#### TASK STATEMENT
Please rewrite the passage of the text about Granfelt and Martel that opens with the words containing "It’s a spirit" and closes with "experiment at a time.", swapping "imagination" for "creativity".

#### GIVEN TEXT

Though the band consists solely of Granfelt and Martel, the two make generous use of samples (drawing from past projects on tunes like the off-kilter “…Anxiiety” and glacial “Inheri[past]tense”) and guest spots, inviting some of their High Pulp bandmates to join them for tunes in addition to welcoming unplanned new collaborators like saxophonist Donny Sujack, who appears on several tracks.

“Donny was a friend of our housemate’s who came to stay us while we were in the middle of recording,” recalls Granfelt. “We’d never met the guy, but we heard he played sax and just asked him if wanted to jump on some tracks, which I think really encapsulates the loose, DIY spirit we approached this whole project with. No matter what we had in mind when we started a song, we always tried to stay open to exploring the moment and being receptive to whatever the universe presented us with.”

It’s a spirit the pair credit in part to Herbie Hancock and Wayne Shorter, whose “Open Letter To The Next Generation Of Artists” turns up as a spoken word passage on the trippy “ESP.” “As we accumulate years, parts of our imagination tend to dull,” the jazz legends wrote. “Whether from sadness, prolonged struggle, or social conditioning, somewhere along the way people forget how to tap into the inherent magic that exists within our minds. Don’t let that part of your imagination fade away.”

With Smug, Granfelt and Martel aren’t just tapping into that magic, they’re living and breathing it, one thrilling sonic experiment at a time.

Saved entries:
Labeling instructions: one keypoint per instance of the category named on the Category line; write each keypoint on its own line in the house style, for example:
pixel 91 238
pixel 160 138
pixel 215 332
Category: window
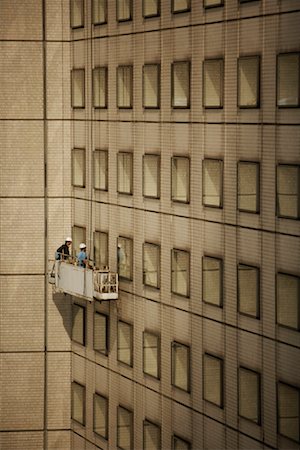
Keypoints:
pixel 151 178
pixel 180 6
pixel 101 170
pixel 288 195
pixel 151 354
pixel 288 411
pixel 101 415
pixel 77 13
pixel 125 343
pixel 78 235
pixel 78 167
pixel 125 429
pixel 288 300
pixel 249 395
pixel 180 272
pixel 151 87
pixel 101 333
pixel 100 87
pixel 78 403
pixel 212 280
pixel 248 82
pixel 99 12
pixel 152 436
pixel 248 186
pixel 248 290
pixel 180 179
pixel 124 10
pixel 124 78
pixel 213 83
pixel 212 3
pixel 181 84
pixel 288 76
pixel 78 324
pixel 151 8
pixel 100 249
pixel 181 366
pixel 125 172
pixel 151 265
pixel 180 444
pixel 125 257
pixel 212 182
pixel 78 88
pixel 213 380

#### SOLUTION TO THIS EXERCISE
It’s a spirit the pair credit in part to Herbie Hancock and Wayne Shorter, whose “Open Letter To The Next Generation Of Artists” turns up as a spoken word passage on the trippy “ESP.” “As we accumulate years, parts of our creativity tend to dull,” the jazz legends wrote. “Whether from sadness, prolonged struggle, or social conditioning, somewhere along the way people forget how to tap into the inherent magic that exists within our minds. Don’t let that part of your creativity fade away.”

With Smug, Granfelt and Martel aren’t just tapping into that magic, they’re living and breathing it, one thrilling sonic experiment at a time.